List of tasks:
1: Can you reproduce the APU throughput passage word for word, from "With your kind" to "1 TFLOPS target."?
2: Would you resume the APU throughput passage, picking up right after its last sentence?

Passage shown:
With your kind of strong APUs ( 32 ops/cycle per APU ) you could do this:
1 BE with 2 PEs and 8 APUs per PE running at 1.5 GHz
+
1 VS with 2 PEs with 4 APUs per PE running at 1.25 GHz
= ~1 TFLOPS combined
With the weak APUs ( 8 ops/cycle per APU ) we would need to have 4 PEs in each BE and VS:
8 APUs/PE * 8 ops/cycle per APU * 4 PEs * 3 GHz = 768 GFLOPS
+
4 APUs/PE * 8 ops/cycle per APU * 4 PEs * 1.5 GHz = 192 GFLOPS
= 960 GFLOPS
In both cases we are pretty close to the 1 TFLOPS target.

[Position identification records]

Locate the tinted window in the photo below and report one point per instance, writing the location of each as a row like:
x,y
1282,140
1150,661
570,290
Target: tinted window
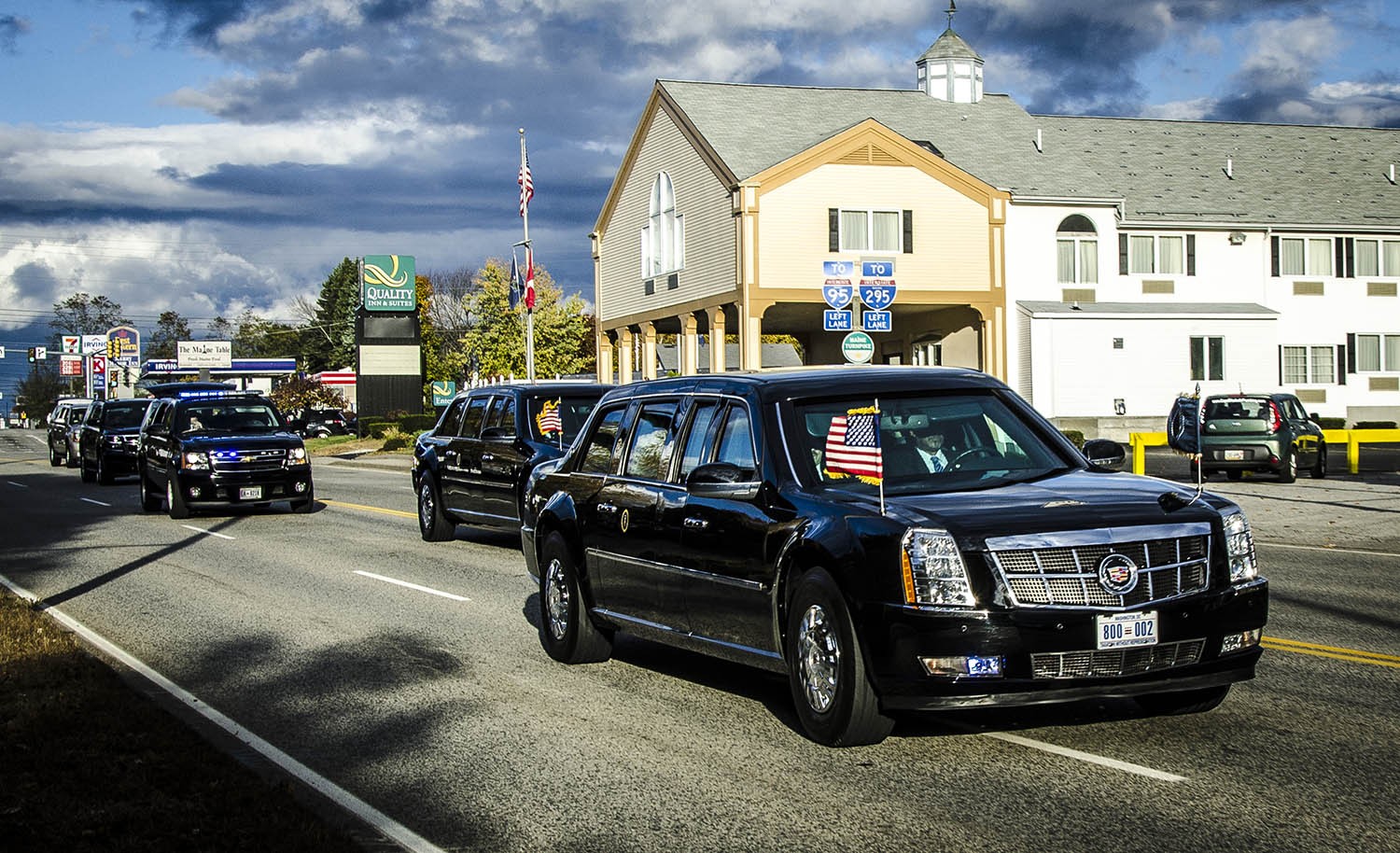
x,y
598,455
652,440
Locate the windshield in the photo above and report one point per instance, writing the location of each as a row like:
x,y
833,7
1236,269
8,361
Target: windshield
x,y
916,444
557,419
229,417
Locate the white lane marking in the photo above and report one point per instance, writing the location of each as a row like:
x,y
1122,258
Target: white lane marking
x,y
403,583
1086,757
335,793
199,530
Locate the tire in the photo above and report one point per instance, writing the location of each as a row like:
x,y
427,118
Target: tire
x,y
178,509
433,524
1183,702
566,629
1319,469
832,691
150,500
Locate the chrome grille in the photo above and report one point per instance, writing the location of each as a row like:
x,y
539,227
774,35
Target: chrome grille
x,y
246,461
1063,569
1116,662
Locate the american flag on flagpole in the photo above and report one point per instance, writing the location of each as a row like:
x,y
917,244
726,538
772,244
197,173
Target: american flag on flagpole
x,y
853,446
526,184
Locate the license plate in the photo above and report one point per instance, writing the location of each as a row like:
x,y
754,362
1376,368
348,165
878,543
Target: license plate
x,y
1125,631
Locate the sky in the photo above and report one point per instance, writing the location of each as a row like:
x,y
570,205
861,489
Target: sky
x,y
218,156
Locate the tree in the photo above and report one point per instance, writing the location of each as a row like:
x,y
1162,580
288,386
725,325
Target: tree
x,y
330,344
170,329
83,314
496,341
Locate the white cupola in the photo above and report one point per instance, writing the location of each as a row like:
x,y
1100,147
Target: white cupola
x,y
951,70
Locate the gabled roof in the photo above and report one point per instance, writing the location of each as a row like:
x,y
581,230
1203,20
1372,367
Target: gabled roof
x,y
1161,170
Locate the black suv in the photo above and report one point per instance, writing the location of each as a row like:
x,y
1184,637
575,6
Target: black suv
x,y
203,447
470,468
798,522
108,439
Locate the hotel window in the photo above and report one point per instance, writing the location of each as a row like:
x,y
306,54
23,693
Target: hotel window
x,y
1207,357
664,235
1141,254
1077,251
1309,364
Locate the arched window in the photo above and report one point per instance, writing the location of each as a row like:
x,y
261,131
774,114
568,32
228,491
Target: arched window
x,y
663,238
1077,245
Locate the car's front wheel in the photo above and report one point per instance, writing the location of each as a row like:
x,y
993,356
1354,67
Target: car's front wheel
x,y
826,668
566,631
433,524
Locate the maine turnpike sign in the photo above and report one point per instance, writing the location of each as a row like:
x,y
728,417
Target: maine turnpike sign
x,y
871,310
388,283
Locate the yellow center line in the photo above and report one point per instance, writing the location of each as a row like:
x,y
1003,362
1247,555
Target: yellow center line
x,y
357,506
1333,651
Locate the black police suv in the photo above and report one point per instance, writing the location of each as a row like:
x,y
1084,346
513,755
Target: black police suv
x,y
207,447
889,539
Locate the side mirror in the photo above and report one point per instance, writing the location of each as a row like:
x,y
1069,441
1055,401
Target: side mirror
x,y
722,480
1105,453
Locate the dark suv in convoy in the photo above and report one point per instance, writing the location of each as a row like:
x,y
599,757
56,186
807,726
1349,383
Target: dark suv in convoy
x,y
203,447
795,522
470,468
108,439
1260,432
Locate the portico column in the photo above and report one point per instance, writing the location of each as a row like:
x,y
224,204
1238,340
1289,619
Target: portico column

--

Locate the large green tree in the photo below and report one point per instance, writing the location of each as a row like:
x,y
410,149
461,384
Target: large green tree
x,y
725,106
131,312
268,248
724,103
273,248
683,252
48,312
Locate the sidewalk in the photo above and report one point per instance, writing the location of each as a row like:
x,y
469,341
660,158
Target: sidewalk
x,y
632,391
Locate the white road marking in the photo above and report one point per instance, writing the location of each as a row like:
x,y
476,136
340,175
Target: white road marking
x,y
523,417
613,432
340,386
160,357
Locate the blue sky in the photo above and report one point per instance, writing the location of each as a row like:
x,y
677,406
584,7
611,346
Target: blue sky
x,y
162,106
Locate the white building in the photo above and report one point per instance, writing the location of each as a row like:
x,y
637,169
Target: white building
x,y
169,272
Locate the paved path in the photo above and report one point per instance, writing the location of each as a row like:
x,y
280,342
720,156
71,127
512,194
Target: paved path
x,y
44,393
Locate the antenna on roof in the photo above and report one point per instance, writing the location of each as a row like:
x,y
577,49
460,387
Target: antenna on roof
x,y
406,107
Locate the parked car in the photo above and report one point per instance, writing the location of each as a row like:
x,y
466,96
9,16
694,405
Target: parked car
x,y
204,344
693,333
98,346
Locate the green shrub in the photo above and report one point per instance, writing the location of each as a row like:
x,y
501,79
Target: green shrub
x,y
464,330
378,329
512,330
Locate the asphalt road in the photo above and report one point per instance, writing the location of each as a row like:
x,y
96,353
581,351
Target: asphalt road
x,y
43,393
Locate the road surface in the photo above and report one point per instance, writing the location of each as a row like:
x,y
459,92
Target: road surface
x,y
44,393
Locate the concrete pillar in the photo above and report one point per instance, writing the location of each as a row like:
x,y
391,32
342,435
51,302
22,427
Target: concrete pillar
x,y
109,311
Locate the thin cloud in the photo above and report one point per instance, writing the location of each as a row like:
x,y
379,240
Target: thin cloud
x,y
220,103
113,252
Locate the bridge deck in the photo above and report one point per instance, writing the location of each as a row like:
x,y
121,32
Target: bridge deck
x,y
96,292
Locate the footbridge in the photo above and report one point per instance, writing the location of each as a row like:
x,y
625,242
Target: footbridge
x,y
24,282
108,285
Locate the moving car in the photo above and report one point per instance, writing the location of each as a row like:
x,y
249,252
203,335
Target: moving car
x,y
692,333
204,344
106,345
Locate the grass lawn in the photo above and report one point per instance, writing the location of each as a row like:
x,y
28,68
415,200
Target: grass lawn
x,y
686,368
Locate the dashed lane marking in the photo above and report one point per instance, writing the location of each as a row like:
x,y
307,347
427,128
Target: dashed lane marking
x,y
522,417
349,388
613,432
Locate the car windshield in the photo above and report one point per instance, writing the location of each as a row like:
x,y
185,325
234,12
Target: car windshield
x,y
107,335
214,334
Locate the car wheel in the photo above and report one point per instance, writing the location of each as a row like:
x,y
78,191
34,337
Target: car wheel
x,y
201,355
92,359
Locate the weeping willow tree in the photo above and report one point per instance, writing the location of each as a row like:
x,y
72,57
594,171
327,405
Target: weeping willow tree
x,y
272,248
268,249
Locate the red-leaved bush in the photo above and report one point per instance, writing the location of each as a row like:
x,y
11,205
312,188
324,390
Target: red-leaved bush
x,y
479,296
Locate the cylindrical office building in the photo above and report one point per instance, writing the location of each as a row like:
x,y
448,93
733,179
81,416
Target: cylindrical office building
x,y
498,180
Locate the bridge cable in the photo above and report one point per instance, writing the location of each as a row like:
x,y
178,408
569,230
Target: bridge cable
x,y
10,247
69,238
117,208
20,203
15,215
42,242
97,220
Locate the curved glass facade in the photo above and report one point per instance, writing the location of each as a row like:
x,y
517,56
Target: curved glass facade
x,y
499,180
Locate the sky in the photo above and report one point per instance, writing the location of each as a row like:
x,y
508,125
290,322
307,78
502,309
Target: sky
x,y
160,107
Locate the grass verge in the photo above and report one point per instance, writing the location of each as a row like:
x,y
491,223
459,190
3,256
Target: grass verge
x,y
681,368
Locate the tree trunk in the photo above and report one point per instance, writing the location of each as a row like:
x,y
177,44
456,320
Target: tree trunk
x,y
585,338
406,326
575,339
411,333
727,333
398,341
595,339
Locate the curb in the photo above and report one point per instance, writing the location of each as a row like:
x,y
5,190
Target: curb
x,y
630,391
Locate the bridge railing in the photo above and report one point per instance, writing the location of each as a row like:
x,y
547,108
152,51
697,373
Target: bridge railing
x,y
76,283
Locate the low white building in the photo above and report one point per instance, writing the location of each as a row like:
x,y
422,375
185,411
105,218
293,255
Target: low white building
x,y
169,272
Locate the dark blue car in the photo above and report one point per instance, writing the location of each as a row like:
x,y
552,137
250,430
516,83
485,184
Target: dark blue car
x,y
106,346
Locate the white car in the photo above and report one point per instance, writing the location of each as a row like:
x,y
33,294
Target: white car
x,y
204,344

The responses:
1:
With your kind of strong APUs ( 32 ops/cycle per APU ) you could do this:
1 BE with 2 PEs and 8 APUs per PE running at 1.5 GHz
+
1 VS with 2 PEs with 4 APUs per PE running at 1.25 GHz
= ~1 TFLOPS combined
With the weak APUs ( 8 ops/cycle per APU ) we would need to have 4 PEs in each BE and VS:
8 APUs/PE * 8 ops/cycle per APU * 4 PEs * 3 GHz = 768 GFLOPS
+
4 APUs/PE * 8 ops/cycle per APU * 4 PEs * 1.5 GHz = 192 GFLOPS
= 960 GFLOPS
In both cases we are pretty close to the 1 TFLOPS target.

2:
Now, pushing the 65 nm process quite a bit more we could imagine 1 TFLOPS for the Broadband Engine alone.
This could come in two configurations:
a.) 4 PEs ( 32 APUs at 8 ops/cycle each ) at 4 GHz
b.) 4 PEs ( 32 APUs at 32 ops/cycle each ) at 1 GHz
Now, we have to think and decide which one of the two choices is the design that is closer to what SCE's plants could manufacture.